# [Görev Listesi]
a) Ezel bölüm özetinde "EZEL 35.BÖLÜM" sözleriyle başlayıp "Kenan Birkan ile." sözlerine kadar süren kısmı aynen tekrarlayın.
b) Ezel bölüm özetini kaldığı yerden alıp sürdürün.

# [Verilen Metin]
-=-=-

24 Eylül 2010 Cuma

Ezel 2.Sezon 2.Bölüm : SENİ SEVEN SENİN KURBANINDIR

Geç oldu amma 10 sayfadan fazla not almışım, o notlara kıyamam, işte size Ezel S.2 E.2 özeti .


EZEL 35.BÖLÜM

SENİ SEVEN SENİN KURBANINDIR




Bu bölüm Ramiz Dayının sesiyle başladı. Geçen sefer hoşgeldin bölümü şerefine Haluk Bilginer'in ipeksi, oyunlu sesini dinlemiştik. Ama Dayının yaşlı, derin, yıpranmış sesinin tadı da bambaşka ve daha çok yaraşıyor bu diziye sanırsam.

Kahramanlarımız tren garında 8 nolu peronda karşı karşıya gelmişlerdi. Dayı ve Ezel , Sekiz ile karşıkarşıya geldiler. Sekiz, Ezel'e psikopat bi bakış attı (güya), bıçak çekti.. Ama o psikopat bakışlar böm böm berkeltilmiş gözlerden öteye gidemedi, biraz daha kassa şaşı olacaktı Kıvanç a dostlar. Bu bön bakışlardan sonra dönüp gitti Kenan Birkan ile.


İlk defa görünce anladım yolun sonuna geldiğimi.

Yolun sonuna gelince bir eyvallahla giderim derdim.
Yok, bir buruk hoşgeldinle edilirmiş veda

Ölüm isteyen torununa hoşgeldin diyen dayı, kendi sonunun geldiğini de anlamıştı böylece.

-=-=-

# [Veri Kayıtları]
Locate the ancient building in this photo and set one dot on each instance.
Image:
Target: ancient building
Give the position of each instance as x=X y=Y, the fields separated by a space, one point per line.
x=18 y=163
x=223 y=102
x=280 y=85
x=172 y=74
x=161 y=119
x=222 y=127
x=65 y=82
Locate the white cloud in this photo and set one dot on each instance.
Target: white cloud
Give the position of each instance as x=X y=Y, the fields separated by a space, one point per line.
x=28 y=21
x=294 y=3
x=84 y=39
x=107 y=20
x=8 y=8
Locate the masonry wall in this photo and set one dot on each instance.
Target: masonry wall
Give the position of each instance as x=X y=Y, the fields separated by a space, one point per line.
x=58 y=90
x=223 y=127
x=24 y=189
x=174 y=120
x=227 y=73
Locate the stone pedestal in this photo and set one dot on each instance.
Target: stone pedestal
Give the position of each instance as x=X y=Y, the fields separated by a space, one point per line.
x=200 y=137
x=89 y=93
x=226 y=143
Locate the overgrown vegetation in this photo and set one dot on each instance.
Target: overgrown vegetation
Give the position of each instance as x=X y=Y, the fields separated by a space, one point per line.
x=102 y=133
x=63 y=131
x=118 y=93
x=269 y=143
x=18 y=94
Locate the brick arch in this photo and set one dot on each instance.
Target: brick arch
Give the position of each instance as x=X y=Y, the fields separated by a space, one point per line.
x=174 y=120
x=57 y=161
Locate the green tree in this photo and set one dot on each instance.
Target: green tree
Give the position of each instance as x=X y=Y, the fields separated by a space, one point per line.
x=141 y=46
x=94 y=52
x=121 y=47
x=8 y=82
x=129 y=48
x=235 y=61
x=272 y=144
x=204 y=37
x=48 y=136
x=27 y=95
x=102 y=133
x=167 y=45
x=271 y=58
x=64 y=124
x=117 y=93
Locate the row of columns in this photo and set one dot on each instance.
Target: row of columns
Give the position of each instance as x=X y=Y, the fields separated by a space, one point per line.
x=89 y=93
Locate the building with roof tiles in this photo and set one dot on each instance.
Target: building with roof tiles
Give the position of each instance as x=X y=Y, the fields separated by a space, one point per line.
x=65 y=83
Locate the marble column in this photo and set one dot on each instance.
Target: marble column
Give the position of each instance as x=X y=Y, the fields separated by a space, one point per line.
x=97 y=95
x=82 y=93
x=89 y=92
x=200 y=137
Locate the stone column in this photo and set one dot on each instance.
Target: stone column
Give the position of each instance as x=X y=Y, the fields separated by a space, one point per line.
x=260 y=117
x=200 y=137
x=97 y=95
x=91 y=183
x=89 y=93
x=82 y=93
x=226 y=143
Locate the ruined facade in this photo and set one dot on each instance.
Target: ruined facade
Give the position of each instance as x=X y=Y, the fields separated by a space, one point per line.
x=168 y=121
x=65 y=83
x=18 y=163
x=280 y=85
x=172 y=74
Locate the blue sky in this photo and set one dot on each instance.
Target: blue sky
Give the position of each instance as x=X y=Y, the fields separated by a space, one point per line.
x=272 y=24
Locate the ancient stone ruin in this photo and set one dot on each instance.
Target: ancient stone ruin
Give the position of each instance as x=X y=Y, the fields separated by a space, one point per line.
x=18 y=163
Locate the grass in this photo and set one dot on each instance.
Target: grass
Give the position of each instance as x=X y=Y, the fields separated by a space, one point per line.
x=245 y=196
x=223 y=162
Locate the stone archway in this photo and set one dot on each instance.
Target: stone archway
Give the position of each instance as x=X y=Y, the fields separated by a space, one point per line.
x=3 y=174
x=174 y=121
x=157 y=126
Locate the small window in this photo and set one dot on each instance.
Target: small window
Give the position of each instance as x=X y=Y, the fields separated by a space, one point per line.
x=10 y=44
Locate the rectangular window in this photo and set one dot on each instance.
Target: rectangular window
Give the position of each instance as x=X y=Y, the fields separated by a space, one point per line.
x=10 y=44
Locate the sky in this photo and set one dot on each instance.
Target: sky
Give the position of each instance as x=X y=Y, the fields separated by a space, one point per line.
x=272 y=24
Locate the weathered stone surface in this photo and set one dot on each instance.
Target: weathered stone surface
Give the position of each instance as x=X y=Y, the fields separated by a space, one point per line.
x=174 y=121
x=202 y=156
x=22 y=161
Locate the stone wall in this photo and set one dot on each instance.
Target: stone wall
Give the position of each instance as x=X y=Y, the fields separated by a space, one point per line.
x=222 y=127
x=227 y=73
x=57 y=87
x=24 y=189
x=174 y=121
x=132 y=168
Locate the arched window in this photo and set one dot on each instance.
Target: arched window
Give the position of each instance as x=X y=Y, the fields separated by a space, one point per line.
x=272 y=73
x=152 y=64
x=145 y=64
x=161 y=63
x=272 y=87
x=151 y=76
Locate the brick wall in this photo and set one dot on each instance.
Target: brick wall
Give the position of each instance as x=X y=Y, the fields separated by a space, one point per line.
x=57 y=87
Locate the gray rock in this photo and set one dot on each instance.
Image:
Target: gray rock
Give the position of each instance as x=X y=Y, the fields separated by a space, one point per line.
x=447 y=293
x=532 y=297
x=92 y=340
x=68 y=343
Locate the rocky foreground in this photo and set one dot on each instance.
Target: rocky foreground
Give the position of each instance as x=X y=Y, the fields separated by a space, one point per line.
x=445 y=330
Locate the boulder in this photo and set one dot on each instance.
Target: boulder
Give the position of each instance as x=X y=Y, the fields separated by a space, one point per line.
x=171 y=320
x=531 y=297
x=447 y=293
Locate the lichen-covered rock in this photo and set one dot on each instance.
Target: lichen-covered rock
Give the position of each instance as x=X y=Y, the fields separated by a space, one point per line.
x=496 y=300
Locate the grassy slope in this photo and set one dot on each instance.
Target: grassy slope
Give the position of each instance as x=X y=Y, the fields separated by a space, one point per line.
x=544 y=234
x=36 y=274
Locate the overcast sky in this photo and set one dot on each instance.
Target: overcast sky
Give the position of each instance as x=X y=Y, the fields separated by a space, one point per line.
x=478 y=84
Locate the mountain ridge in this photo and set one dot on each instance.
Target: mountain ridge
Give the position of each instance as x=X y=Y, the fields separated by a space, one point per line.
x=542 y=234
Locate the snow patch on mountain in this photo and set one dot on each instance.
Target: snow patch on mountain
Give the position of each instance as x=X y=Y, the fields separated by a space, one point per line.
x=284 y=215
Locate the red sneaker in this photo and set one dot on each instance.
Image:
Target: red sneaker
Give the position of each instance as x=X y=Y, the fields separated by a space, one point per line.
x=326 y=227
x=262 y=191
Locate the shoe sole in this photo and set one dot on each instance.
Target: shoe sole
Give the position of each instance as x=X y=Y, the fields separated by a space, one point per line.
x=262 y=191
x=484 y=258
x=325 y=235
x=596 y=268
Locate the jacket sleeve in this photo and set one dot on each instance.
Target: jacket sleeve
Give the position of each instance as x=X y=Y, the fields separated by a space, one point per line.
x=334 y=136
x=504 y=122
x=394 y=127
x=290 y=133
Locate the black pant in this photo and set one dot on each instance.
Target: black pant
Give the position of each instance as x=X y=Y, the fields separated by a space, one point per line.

-=-=-

# [Yanıtlar]
a)
EZEL 35.BÖLÜM

SENİ SEVEN SENİN KURBANINDIR




Bu bölüm Ramiz Dayının sesiyle başladı. Geçen sefer hoşgeldin bölümü şerefine Haluk Bilginer'in ipeksi, oyunlu sesini dinlemiştik. Ama Dayının yaşlı, derin, yıpranmış sesinin tadı da bambaşka ve daha çok yaraşıyor bu diziye sanırsam.

Kahramanlarımız tren garında 8 nolu peronda karşı karşıya gelmişlerdi. Dayı ve Ezel , Sekiz ile karşıkarşıya geldiler. Sekiz, Ezel'e psikopat bi bakış attı (güya), bıçak çekti.. Ama o psikopat bakışlar böm böm berkeltilmiş gözlerden öteye gidemedi, biraz daha kassa şaşı olacaktı Kıvanç a dostlar. Bu bön bakışlardan sonra dönüp gitti Kenan Birkan ile.

b)
Dayının ofisinde, Ezel çıldırıyordu, kim o adam dayı kim? Dayı doğrudan söylemektense hikaye anlattı, tavlasını çıkarttı, bu tavla ile hapishanede o koğuştan bu koğuşa gezer dururmuş dayı, kimsecikler açamazmış tavlayı. Tavlayı açıp 3 tane yadigarı çıkarttı içinden :

Yüzük - Ali Temel
Kumar fişi - Uğur
Silgi - Selim

Hapishane müdürü Dayıyı yanına çağırıp oğullarının öldüğünü söyleyince soramamış dayı, torunum iyi mi, adaşım Ramiz yaşıyor mu diye soramamış...

Kenan Birkan ise ona "baba" diyen Sekiz ile holdingin tuvaletinde buluştu, son aldığı yarayı gösterdi ona.
-24 saat içinde Ramiz'in elinde ne varsa gidecek. Bir 24 saat sonra da senin günün gelecek dedi Kenan Sekiz'e. Bu çocuğun 8 Eylül'de yapacağı bir iş, keseceği bir hesap olduğunu öğrendik Kenan toplantısına gidince, Sekiz dönüp aynaya baktı, yine acı çeken psikopatı oynuyor, yine batırıyordu bu sahnede, gözler berkeldi, berkeldi... Biz seyirciler bir flashback ile 10 sene evveline döndük.

Dayı hapiste, oğulları öldürülmüş. Koğuşa bikaç adam girdi, Dayı bıçağını çekti
-Bizimle geliyorsun Dayı!
-Peki kaçınız benimle geliyor?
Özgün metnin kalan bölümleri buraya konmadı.